►
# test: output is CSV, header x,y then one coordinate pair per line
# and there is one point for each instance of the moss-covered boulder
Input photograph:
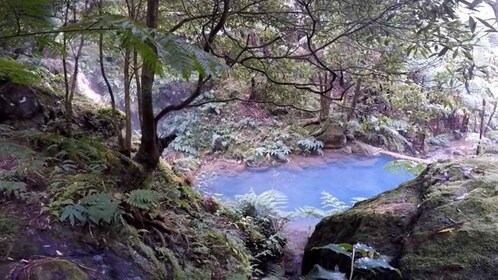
x,y
441,225
332,136
52,269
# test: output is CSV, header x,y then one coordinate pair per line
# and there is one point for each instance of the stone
x,y
52,269
441,225
361,149
332,137
17,102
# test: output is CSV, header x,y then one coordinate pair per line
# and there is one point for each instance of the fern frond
x,y
143,199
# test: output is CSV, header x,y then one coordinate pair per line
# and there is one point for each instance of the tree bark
x,y
324,99
356,96
127,93
488,125
148,154
481,130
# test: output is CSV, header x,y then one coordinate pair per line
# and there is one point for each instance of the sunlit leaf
x,y
319,272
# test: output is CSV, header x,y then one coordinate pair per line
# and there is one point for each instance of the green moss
x,y
8,225
49,269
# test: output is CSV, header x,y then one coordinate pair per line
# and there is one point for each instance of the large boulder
x,y
52,269
18,102
332,136
441,225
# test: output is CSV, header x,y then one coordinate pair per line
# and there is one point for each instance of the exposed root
x,y
161,225
160,235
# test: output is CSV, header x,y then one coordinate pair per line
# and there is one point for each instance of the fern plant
x,y
98,209
15,190
143,199
362,257
277,150
310,146
18,73
330,205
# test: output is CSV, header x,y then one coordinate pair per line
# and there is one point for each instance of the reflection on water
x,y
347,180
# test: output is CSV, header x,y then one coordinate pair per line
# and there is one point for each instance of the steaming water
x,y
347,180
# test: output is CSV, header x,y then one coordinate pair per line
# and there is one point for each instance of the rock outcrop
x,y
441,225
332,136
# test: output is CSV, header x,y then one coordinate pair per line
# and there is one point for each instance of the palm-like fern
x,y
143,199
158,48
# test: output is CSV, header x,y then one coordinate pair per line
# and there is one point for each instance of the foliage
x,y
261,218
96,208
15,190
403,166
310,145
330,205
268,203
277,150
18,73
143,199
362,257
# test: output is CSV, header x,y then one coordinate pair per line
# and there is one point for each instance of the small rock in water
x,y
98,258
461,197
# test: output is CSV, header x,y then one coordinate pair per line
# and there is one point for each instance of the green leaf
x,y
337,248
487,24
71,212
364,249
319,272
443,51
370,263
472,24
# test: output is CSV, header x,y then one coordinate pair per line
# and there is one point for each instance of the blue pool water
x,y
347,179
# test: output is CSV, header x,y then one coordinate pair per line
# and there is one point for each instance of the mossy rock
x,y
52,269
441,225
332,136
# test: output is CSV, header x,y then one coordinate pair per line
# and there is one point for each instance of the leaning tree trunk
x,y
324,99
481,129
148,154
356,95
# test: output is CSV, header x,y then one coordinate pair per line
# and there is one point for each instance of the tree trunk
x,y
148,153
136,73
488,125
72,90
108,85
481,130
127,79
324,100
356,95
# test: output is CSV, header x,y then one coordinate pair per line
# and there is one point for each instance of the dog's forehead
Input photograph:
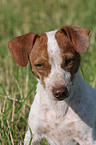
x,y
53,48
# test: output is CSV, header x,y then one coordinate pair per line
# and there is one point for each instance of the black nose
x,y
60,93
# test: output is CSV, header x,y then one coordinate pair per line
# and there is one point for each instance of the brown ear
x,y
20,48
78,36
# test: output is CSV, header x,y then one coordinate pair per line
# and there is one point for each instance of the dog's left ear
x,y
21,46
78,36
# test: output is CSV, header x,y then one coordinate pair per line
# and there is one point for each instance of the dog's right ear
x,y
21,46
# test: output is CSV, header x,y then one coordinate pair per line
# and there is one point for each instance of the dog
x,y
64,107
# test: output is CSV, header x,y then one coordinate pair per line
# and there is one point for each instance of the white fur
x,y
62,122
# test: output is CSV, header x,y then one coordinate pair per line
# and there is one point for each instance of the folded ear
x,y
78,36
20,48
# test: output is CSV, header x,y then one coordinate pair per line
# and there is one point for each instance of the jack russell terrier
x,y
64,107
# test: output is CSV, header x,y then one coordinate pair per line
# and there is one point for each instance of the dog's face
x,y
54,57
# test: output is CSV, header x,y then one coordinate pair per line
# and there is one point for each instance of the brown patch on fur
x,y
70,125
39,57
70,58
20,48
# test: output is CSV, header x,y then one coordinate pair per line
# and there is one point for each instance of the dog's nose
x,y
60,93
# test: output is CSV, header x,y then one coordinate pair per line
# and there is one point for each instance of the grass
x,y
17,84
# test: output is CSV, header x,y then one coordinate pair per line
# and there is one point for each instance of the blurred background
x,y
17,84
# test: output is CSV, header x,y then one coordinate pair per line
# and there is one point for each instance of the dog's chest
x,y
59,129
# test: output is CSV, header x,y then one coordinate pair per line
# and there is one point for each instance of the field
x,y
17,84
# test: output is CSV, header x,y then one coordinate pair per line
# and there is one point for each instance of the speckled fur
x,y
66,122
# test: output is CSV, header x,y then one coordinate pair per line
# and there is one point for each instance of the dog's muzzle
x,y
60,93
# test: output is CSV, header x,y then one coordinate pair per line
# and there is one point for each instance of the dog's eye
x,y
39,66
69,61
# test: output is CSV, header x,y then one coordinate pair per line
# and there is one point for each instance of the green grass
x,y
17,84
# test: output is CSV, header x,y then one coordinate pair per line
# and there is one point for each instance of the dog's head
x,y
54,57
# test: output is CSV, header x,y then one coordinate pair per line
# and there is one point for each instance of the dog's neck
x,y
60,108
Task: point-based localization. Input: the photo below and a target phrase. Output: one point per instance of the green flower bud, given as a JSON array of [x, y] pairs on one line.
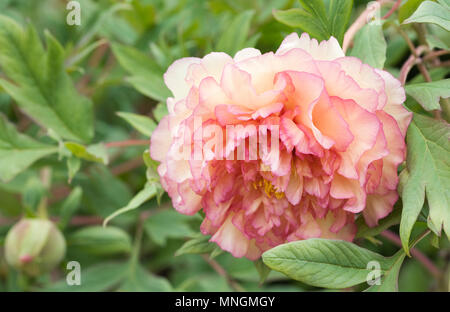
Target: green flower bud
[[34, 246]]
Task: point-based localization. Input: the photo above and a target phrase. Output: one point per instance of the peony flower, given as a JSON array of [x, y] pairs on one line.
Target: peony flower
[[336, 129]]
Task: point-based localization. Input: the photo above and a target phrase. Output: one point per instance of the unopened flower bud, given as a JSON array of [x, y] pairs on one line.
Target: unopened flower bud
[[34, 246]]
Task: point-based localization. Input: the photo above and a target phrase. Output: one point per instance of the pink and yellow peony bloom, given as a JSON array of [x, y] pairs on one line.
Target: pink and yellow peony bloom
[[341, 136]]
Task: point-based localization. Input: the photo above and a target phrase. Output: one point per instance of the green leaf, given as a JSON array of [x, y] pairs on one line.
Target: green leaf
[[73, 166], [370, 45], [168, 224], [428, 94], [100, 277], [235, 36], [365, 231], [299, 18], [96, 153], [432, 12], [146, 77], [143, 124], [18, 151], [197, 245], [39, 84], [140, 280], [434, 41], [263, 270], [428, 173], [148, 192], [407, 9], [324, 263], [340, 12], [313, 19], [98, 240], [389, 280], [70, 206]]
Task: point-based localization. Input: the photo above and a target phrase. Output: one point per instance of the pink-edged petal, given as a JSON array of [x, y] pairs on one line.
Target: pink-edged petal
[[364, 126], [338, 83], [229, 238], [161, 140], [246, 54], [395, 98], [378, 207], [366, 77], [175, 76]]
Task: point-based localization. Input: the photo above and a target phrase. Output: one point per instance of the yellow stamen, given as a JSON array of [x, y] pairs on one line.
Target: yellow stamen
[[269, 189]]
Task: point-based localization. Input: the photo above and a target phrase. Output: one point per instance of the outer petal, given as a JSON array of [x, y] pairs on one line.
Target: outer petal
[[326, 50], [378, 207], [176, 74]]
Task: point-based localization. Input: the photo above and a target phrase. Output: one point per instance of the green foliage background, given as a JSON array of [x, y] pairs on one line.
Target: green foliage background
[[68, 94]]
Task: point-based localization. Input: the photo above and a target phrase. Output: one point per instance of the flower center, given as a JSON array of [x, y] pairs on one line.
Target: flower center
[[269, 189]]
◄
EXERCISE OBJECTIVE -
Exactly reproduce each record, leaving out any pictures.

EXPECTED ANSWER -
# test: output is CSV, header x,y then one coordinate pair per line
# and there is one point for each instance of the moss-covered boulder
Input photograph:
x,y
441,225
332,136
52,269
# test: output is CSV, header x,y then one coordinate pair per line
# and there is one point for each instance of the stone
x,y
52,269
441,225
361,149
332,137
17,102
# test: output is CSV, header x,y then one coordinate pair per line
# and there is one point for each instance of the fern frond
x,y
143,199
# test: output is CSV, header x,y then one coordinate pair per line
# and there is one point for each instance of the tree bark
x,y
324,99
356,96
127,93
488,125
148,154
481,130
# test: output is CSV, header x,y then one coordinate pair per line
# and there is one point for each instance of the sunlit leaf
x,y
319,272
# test: output is CSV, header x,y then one coordinate pair per line
# and there is one point for each instance of the green moss
x,y
8,225
49,269
# test: output is CSV, header x,y then one coordinate pair per line
# and there is one point for each instance of the large boulder
x,y
52,269
18,102
332,136
441,225
# test: output is CSV, header x,y then one coordinate pair per line
# and there is one point for each instance of the exposed root
x,y
161,225
160,235
# test: output is CSV, header x,y then one coordinate pair per line
# and there is one point for each instance of the fern plant
x,y
98,209
15,190
143,199
362,257
277,150
310,146
18,73
330,205
# test: output is CSV, header x,y then one coordinate pair per line
# and there is one point for each instance of the reflection on water
x,y
347,180
# test: output is CSV, header x,y then one coordinate pair per line
# and there is one point for each instance of the steaming water
x,y
347,180
# test: output is CSV, header x,y then one coordinate pair per line
# and there is one point for each instance of the rock outcrop
x,y
441,225
332,136
# test: output is CSV, header x,y then one coordinate pair per line
# and there is one point for each instance of the palm-like fern
x,y
143,199
158,48
# test: output is CSV, header x,y then one coordinate pair per line
# and there is one point for each instance of the foliage
x,y
261,218
96,208
15,190
403,166
310,145
330,205
268,203
277,150
18,73
143,199
362,257
# test: output is CSV, header x,y then one coordinate pair per line
# and there is one point for each instance of the small rock in water
x,y
98,258
461,197
# test: output is CSV, header x,y then one coordinate pair per line
# and there is one point for each instance of the green leaf
x,y
337,248
487,24
71,212
364,249
319,272
443,51
370,263
472,24
# test: output is CSV, header x,y then one coordinate pair per line
# and there is one point for each instance of the blue pool water
x,y
347,179
# test: output is CSV, header x,y then one coordinate pair per line
# and there is one point for each instance of the mossy rock
x,y
52,269
441,225
332,136
# test: output is CSV, header x,y then one coordinate pair per line
# and there is one point for each instance of the leaning tree trunk
x,y
324,99
481,129
148,154
356,95
# test: output is CSV, header x,y then one coordinate pair per line
# and there is one point for each instance of the tree trunk
x,y
148,153
136,73
488,125
72,90
108,85
481,130
127,79
324,100
356,95
# test: output is CSV, header x,y then one coordinate pair per line
# and there is one point for each instance of the dog's forehead
Input photograph:
x,y
53,48
# test: output is CSV, header x,y then one coordinate pair per line
# and there is one point for each instance of the black nose
x,y
60,93
# test: output is CSV, header x,y then one coordinate pair per line
# and there is one point for each instance of the brown ear
x,y
20,48
78,36
# test: output is CSV, header x,y then one coordinate pair per line
# and there is one point for each instance of the dog's left ear
x,y
21,46
78,36
# test: output is CSV, header x,y then one coordinate pair per line
# and there is one point for each instance of the dog's right ear
x,y
21,46
# test: output is CSV, header x,y then one coordinate pair per line
# and there is one point for each instance of the dog
x,y
64,107
# test: output is CSV, header x,y then one coordinate pair per line
# and there is one point for each instance of the white fur
x,y
62,122
# test: output is CSV, header x,y then one coordinate pair per line
# and there is one point for each instance of the folded ear
x,y
78,36
20,48
# test: output is CSV, header x,y then one coordinate pair per line
# and there is one point for each instance of the jack russell terrier
x,y
64,107
# test: output is CSV, header x,y then one coordinate pair per line
# and there is one point for each instance of the dog's face
x,y
54,57
# test: output is CSV, header x,y then one coordinate pair per line
# and there is one point for each instance of the brown patch on fur
x,y
70,125
39,57
70,58
20,48
# test: output is CSV, header x,y then one coordinate pair per line
# and there is one point for each instance of the dog's nose
x,y
60,93
# test: output is CSV, header x,y then one coordinate pair per line
# and there is one point for each instance of the grass
x,y
17,84
# test: output is CSV, header x,y then one coordinate pair per line
# and there is one point for each instance of the blurred background
x,y
17,84
# test: output is CSV, header x,y then one coordinate pair per line
# and there is one point for each instance of the dog's chest
x,y
59,129
# test: output is CSV, header x,y then one coordinate pair per line
# and there is one point for each instance of the field
x,y
17,84
# test: output is CSV, header x,y then one coordinate pair per line
# and there is one point for each instance of the speckled fur
x,y
66,122
# test: output is CSV, header x,y then one coordinate pair per line
# and there is one point for each instance of the dog's muzzle
x,y
60,93
# test: output is CSV, header x,y then one coordinate pair per line
# and there is one point for each instance of the dog's eye
x,y
39,66
69,61
# test: output is CSV, header x,y then one coordinate pair per line
# and there is one point for each instance of the green grass
x,y
17,84
# test: output is CSV, header x,y then one coordinate pair per line
# and there is one point for each instance of the dog's head
x,y
54,57
# test: output is CSV, header x,y then one coordinate pair per line
# and there is one point for each instance of the dog's neck
x,y
60,108
Task: point-based localization. Input: the photo below and a target phrase. Output: one point per instance of the green flower bud, given as a JSON array of [x, y] pairs on one line.
Target: green flower bud
[[34, 246]]
Task: point-based localization. Input: the photo above and a target phrase. Output: one point per instance of the peony flower, given as a JSON array of [x, y] pairs on one line.
Target: peony flower
[[336, 129]]
Task: point-based localization. Input: the photo above and a target phrase. Output: one point per instance of the unopened flower bud, given as a JSON array of [x, y] pairs on one line.
Target: unopened flower bud
[[34, 246]]
Task: point-based localization. Input: the photo above and a target phrase. Output: one point per instance of the pink and yellow peony bloom, given as a JSON array of [x, y] pairs on one line.
Target: pink and yellow peony bloom
[[341, 136]]
Task: point-based localization. Input: the photo above and a target phrase. Output: one point per instance of the green leaf, given as a JSON array of [x, y] pairs on one line.
Target: green leaf
[[73, 166], [370, 45], [168, 224], [428, 94], [100, 277], [235, 36], [365, 231], [299, 18], [96, 153], [432, 12], [146, 77], [143, 124], [18, 151], [197, 245], [39, 84], [140, 280], [434, 41], [263, 270], [428, 173], [148, 192], [407, 9], [324, 263], [340, 12], [313, 19], [98, 240], [389, 280], [70, 206]]
Task: point-based localization. Input: the photo above and a target phrase. Output: one point per instance of the pink-edged petal, given as a JSON array of [x, y] pairs on one line.
Target: pink-edged petal
[[364, 126], [338, 83], [229, 238], [161, 140], [246, 54], [395, 98], [378, 207], [366, 77], [175, 76]]
Task: point-based localization. Input: the photo above and a target phrase. Output: one point per instance of the yellow stamen, given as a JSON array of [x, y] pairs on one line.
Target: yellow stamen
[[269, 189]]
Task: point-based localization. Input: the photo above and a target phrase. Output: one point per instance of the outer petal, given as a JSON array of [x, y] pairs on one line.
Target: outer petal
[[326, 50], [378, 207], [176, 74]]
Task: point-based localization. Input: the photo above and a target phrase. Output: one point per instance of the green foliage background, given as a JSON array of [x, y] pairs on one line.
Target: green foliage background
[[68, 94]]
Task: point-based localization. Input: the photo above and a target phrase. Output: one point per instance of the flower center, given as a JSON array of [x, y] pairs on one line.
Target: flower center
[[269, 189]]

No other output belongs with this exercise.